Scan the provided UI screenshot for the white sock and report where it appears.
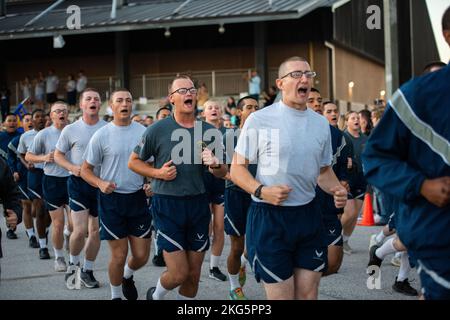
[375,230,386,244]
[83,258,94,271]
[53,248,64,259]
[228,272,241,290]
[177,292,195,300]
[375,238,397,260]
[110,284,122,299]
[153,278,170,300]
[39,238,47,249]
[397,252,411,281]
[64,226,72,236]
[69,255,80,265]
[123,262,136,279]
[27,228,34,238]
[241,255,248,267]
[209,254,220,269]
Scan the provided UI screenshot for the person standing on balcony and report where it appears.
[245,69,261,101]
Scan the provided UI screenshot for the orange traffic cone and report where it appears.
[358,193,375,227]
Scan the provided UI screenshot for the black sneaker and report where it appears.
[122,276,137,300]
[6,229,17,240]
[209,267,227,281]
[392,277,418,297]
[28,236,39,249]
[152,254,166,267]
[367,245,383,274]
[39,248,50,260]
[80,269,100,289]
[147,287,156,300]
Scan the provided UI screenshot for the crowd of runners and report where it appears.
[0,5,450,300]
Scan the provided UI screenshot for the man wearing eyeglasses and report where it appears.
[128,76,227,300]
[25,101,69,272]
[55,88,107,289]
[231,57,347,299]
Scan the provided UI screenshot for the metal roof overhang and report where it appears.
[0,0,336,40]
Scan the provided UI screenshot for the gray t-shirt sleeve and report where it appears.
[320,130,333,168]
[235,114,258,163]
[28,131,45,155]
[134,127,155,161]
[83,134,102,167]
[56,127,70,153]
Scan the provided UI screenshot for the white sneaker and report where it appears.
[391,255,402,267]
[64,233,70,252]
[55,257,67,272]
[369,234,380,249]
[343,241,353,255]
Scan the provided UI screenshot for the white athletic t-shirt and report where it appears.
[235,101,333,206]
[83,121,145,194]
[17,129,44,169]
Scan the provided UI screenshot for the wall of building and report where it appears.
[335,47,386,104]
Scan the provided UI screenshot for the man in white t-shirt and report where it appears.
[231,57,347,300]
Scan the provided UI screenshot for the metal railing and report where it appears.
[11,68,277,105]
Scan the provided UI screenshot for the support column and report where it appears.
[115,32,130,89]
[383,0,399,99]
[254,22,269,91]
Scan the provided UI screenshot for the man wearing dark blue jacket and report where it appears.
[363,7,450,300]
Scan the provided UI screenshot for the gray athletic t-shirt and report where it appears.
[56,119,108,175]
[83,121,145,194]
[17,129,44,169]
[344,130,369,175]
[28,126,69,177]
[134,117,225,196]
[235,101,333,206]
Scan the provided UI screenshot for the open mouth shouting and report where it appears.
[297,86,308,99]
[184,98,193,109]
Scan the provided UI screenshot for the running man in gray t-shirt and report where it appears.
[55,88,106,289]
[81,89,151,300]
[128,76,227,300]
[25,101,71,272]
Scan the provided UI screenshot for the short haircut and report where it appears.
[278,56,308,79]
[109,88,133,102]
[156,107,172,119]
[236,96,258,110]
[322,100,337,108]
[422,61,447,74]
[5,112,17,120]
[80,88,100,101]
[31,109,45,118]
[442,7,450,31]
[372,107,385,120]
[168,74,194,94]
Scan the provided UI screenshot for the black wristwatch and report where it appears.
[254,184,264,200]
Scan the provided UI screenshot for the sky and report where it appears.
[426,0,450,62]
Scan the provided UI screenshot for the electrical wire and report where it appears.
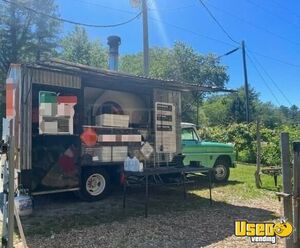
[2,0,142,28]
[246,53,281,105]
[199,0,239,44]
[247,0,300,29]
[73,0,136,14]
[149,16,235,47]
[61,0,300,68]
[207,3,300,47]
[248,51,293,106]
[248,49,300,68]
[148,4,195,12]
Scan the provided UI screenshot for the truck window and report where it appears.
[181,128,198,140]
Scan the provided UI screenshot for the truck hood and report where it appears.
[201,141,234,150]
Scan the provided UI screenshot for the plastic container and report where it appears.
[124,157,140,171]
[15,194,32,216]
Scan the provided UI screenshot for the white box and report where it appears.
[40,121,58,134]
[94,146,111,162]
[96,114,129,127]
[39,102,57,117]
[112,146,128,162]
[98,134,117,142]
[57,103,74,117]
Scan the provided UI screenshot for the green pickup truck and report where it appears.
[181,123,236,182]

------------------------

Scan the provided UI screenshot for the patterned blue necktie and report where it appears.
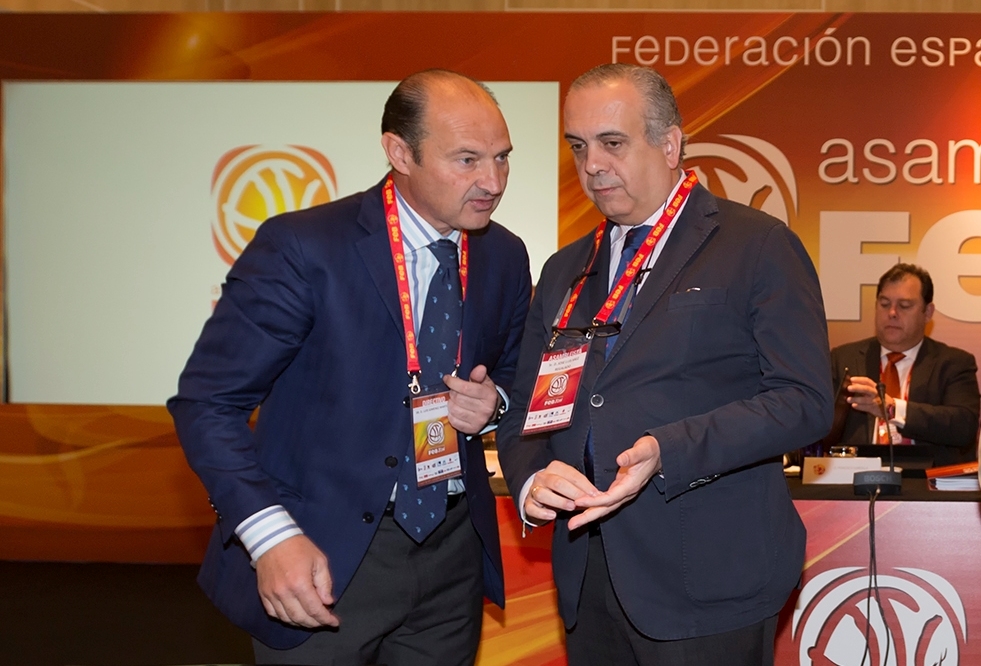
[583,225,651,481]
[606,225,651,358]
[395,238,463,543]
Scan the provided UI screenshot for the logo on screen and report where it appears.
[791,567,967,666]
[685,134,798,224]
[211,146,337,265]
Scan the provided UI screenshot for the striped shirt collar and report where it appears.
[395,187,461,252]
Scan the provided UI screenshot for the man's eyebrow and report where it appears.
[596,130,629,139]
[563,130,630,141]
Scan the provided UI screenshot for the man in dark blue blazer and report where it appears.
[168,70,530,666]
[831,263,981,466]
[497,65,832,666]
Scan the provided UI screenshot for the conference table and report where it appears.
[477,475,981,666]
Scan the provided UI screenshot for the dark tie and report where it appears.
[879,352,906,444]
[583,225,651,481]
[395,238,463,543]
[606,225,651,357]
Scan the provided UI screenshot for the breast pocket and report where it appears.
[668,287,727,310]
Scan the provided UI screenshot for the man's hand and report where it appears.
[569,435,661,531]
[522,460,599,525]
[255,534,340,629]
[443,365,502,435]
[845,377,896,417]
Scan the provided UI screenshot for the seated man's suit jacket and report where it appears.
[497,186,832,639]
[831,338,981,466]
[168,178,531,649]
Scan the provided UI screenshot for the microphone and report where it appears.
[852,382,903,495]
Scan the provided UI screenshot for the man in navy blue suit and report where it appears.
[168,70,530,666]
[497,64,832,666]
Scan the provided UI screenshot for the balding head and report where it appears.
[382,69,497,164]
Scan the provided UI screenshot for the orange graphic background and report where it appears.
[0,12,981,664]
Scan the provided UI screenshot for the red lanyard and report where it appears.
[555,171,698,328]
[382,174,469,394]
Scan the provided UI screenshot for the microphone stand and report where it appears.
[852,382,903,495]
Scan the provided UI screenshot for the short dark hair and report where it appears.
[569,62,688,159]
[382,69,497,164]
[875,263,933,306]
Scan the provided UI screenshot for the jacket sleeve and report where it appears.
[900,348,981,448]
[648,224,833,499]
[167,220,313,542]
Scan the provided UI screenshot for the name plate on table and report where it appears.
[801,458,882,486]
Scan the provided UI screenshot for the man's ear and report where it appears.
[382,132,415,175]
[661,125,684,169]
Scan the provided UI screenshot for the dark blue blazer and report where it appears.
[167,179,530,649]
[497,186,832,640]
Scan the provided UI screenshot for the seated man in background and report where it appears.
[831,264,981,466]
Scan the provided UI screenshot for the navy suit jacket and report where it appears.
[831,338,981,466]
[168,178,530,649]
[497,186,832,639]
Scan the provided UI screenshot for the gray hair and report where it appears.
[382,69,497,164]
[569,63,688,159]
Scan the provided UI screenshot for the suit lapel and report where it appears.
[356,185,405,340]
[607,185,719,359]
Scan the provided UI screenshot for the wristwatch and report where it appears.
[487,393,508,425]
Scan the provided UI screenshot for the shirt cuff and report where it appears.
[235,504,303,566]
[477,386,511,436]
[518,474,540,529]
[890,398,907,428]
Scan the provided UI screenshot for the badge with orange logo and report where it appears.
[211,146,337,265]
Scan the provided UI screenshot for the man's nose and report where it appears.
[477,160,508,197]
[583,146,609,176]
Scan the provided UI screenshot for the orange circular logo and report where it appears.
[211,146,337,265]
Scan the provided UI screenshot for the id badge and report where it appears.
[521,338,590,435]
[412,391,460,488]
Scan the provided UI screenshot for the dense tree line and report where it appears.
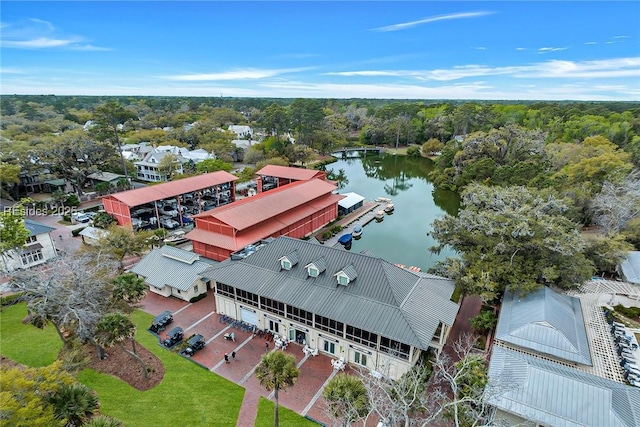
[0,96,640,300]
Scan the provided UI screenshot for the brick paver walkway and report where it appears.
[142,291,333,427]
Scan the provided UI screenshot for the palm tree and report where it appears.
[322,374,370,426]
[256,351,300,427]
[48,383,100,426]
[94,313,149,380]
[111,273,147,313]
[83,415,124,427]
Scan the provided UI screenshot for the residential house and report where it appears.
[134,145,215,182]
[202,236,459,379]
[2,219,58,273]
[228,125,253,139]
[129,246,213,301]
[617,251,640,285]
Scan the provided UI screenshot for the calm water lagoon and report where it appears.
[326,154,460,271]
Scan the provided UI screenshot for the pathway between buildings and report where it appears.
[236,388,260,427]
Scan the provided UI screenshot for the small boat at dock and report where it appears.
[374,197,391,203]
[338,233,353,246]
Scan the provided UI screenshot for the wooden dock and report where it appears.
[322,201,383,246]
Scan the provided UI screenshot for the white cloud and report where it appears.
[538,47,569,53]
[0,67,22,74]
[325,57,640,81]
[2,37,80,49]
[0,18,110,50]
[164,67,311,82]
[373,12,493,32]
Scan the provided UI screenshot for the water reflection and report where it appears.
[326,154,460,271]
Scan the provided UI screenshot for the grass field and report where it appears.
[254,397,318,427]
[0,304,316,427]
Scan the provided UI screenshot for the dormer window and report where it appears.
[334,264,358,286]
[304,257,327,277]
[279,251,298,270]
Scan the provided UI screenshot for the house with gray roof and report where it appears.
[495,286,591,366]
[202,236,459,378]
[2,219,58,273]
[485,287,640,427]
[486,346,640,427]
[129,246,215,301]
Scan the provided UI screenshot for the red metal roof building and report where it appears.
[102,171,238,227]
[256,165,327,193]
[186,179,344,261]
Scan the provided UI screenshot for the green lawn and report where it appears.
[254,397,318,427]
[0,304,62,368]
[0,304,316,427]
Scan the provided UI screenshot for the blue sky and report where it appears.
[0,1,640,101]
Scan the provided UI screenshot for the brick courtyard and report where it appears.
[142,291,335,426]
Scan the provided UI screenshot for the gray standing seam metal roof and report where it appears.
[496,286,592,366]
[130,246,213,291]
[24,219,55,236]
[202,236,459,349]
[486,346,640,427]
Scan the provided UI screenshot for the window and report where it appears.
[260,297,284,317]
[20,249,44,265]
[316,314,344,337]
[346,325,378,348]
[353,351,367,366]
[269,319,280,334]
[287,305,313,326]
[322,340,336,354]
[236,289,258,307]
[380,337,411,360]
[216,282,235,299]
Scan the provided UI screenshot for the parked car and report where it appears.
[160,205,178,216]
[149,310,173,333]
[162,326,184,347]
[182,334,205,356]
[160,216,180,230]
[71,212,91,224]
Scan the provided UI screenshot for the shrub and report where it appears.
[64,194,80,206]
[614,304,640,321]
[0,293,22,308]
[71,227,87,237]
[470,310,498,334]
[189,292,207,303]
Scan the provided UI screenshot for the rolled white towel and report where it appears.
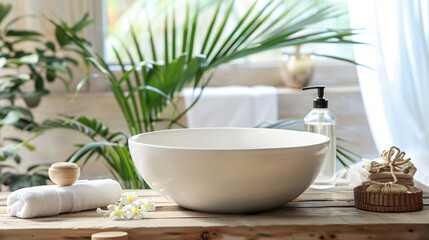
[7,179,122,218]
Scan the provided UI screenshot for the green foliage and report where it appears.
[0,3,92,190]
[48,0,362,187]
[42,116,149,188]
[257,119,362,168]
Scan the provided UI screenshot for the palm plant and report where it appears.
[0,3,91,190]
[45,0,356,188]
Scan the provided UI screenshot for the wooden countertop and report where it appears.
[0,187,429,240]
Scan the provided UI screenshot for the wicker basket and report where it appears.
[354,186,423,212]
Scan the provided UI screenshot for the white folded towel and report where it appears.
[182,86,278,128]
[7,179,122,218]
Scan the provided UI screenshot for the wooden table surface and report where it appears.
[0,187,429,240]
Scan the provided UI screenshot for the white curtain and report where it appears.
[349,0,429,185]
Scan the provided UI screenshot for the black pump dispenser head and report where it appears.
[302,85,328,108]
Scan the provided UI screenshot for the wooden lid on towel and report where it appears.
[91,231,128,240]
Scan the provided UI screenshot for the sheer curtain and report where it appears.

------------------------

Exercise objective » Revise the data from the line with "Scan the provided UI screenshot for the grass" up to and including the line with "[279,251,298,270]" by replacing "dormer window" with "attic window" and leaving everything else unchanged. Return only those lines.

Solution for this task »
Scan the provided UI screenshot for the grass field and report where it appears.
[254,397,318,427]
[0,304,316,427]
Scan the provided UI screenshot for the attic window and report where it appears.
[334,264,358,286]
[304,257,327,277]
[279,251,298,270]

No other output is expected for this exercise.